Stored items
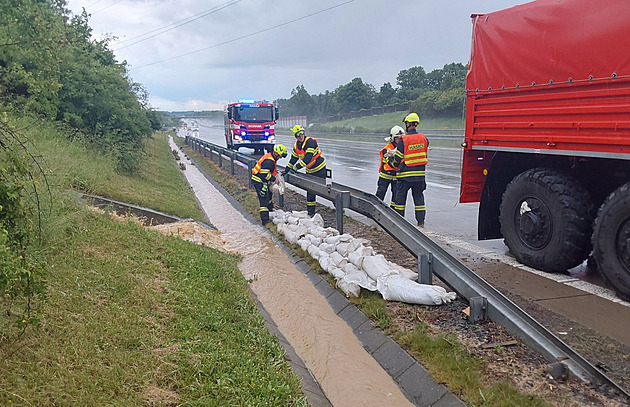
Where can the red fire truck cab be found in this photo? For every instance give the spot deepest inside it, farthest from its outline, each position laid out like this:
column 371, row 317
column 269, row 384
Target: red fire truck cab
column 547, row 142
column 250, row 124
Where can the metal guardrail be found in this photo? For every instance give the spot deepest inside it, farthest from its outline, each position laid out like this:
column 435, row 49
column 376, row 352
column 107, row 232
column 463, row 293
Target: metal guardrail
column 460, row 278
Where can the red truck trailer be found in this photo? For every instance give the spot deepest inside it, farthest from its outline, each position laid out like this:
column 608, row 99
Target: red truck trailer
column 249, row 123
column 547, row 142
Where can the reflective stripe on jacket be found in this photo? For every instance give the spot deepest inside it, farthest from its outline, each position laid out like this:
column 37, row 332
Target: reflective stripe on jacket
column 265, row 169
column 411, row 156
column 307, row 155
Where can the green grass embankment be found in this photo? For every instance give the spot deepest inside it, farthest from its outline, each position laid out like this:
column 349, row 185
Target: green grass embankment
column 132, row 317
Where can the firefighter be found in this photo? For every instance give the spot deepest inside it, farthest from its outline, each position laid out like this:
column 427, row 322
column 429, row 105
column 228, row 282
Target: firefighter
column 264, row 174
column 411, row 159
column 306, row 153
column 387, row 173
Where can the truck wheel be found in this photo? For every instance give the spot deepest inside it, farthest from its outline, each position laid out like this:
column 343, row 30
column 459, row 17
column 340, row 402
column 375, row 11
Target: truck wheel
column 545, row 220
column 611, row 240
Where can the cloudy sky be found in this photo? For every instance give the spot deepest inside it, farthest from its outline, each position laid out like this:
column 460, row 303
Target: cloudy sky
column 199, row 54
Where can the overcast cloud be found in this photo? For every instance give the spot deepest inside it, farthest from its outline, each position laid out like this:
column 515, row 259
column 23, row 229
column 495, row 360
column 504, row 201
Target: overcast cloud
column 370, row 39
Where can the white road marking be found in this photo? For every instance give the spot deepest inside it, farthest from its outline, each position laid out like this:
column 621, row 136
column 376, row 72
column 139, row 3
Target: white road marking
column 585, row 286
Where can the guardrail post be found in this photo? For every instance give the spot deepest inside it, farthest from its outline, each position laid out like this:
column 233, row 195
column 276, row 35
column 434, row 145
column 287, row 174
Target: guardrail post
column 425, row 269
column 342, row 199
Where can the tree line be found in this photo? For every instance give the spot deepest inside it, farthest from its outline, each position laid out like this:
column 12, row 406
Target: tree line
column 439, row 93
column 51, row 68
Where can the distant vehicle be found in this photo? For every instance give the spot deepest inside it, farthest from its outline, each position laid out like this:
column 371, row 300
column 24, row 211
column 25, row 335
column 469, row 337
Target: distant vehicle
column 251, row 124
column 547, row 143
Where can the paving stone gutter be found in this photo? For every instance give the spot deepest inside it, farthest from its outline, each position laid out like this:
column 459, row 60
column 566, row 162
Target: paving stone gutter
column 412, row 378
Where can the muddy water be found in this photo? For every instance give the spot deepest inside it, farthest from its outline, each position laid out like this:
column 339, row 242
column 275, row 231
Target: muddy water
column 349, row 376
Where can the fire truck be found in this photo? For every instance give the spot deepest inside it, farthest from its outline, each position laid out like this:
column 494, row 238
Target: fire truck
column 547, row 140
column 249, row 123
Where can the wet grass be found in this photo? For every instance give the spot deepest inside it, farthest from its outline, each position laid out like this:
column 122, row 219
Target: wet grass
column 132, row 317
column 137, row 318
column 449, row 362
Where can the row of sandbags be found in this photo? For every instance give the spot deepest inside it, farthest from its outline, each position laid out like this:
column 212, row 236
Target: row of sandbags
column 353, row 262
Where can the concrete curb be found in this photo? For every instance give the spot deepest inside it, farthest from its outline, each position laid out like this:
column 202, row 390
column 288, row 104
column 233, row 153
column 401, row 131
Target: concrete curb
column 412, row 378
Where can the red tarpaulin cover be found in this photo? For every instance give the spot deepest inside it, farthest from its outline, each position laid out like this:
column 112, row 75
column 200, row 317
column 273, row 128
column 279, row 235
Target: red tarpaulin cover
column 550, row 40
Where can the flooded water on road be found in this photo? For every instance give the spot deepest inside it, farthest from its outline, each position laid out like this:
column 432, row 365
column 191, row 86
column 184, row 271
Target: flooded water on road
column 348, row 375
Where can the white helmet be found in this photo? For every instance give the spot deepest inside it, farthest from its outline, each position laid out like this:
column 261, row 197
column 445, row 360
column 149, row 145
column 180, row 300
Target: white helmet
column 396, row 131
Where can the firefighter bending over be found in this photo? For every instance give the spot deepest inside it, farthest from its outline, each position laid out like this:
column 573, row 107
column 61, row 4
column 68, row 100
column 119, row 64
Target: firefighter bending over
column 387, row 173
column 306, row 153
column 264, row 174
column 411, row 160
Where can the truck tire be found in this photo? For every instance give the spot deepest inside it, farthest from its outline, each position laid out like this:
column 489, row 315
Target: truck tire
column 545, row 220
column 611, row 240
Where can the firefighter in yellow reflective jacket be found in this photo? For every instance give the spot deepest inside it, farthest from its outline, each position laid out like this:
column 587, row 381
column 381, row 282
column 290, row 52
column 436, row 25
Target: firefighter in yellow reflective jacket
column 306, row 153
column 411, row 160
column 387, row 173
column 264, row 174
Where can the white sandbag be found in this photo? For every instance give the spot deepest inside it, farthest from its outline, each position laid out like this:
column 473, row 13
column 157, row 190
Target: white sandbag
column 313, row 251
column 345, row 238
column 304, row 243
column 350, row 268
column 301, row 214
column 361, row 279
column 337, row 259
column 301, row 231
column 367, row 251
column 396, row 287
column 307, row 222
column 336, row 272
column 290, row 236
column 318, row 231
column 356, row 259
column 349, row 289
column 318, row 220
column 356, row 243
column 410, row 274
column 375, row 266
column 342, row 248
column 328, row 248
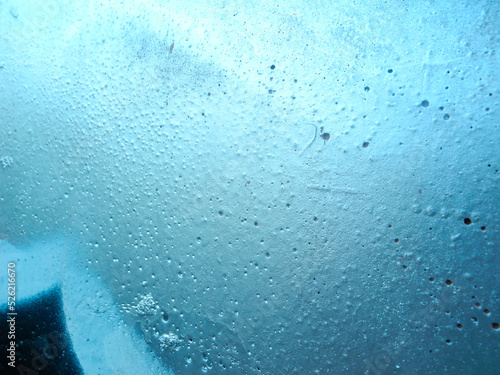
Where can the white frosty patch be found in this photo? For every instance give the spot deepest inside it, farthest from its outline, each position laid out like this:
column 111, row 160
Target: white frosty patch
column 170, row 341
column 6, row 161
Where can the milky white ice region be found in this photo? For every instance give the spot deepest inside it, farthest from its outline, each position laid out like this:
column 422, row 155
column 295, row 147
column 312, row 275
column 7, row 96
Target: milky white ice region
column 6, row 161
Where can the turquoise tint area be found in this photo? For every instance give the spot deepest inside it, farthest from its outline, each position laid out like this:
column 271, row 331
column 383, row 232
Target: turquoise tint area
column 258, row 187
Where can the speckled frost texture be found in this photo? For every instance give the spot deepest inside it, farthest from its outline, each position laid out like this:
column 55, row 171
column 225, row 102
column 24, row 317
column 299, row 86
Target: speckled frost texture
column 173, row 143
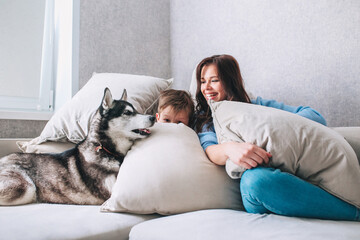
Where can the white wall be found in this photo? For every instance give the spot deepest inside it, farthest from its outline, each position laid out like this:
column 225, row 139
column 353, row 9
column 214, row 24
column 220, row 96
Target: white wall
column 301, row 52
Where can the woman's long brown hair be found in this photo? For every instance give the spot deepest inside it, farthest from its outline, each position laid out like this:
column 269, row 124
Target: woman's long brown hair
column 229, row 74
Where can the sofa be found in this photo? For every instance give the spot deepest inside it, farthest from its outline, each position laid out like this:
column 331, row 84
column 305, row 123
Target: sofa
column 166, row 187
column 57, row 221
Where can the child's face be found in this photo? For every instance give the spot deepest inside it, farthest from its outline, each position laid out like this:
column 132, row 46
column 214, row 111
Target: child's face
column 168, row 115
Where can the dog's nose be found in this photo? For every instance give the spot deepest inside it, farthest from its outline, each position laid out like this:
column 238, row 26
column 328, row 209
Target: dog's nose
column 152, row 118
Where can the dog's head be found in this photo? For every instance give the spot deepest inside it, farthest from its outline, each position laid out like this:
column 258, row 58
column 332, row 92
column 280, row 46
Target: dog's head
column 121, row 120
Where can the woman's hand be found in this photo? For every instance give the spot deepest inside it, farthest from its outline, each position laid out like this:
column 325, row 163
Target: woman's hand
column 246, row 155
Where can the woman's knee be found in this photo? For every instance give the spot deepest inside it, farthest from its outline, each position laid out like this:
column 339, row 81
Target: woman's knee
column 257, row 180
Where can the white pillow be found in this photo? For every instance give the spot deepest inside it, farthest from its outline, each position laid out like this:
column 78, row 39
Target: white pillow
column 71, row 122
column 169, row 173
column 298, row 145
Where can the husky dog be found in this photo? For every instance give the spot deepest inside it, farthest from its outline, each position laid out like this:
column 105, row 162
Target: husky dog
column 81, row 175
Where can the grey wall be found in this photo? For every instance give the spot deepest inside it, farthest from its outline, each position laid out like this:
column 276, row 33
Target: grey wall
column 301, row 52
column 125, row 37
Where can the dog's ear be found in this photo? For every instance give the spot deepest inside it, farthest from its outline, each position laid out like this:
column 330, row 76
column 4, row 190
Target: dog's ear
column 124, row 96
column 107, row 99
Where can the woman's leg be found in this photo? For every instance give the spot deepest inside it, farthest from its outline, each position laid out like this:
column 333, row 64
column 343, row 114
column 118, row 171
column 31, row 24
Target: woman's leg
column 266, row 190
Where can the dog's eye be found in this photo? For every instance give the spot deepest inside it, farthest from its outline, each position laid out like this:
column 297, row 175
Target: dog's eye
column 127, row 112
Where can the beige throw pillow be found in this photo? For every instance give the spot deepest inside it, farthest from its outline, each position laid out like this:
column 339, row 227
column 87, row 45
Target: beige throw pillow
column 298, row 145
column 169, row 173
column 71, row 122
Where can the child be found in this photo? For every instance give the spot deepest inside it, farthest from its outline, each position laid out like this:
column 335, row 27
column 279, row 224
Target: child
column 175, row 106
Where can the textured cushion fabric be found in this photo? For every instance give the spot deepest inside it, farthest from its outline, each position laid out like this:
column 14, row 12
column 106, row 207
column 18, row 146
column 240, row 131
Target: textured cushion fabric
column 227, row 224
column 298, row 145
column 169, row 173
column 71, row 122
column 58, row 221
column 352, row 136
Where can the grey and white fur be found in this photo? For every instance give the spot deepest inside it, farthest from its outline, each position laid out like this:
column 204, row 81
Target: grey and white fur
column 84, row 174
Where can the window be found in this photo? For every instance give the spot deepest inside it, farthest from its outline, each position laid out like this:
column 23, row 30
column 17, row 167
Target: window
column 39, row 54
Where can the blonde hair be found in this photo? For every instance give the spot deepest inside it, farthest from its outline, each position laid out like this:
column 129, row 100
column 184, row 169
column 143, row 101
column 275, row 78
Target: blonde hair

PROBLEM TO SOLVE →
Count how many lines in the records above hold the word "blonde", and answer with that number alone.

SOLUTION TO THE EXERCISE →
2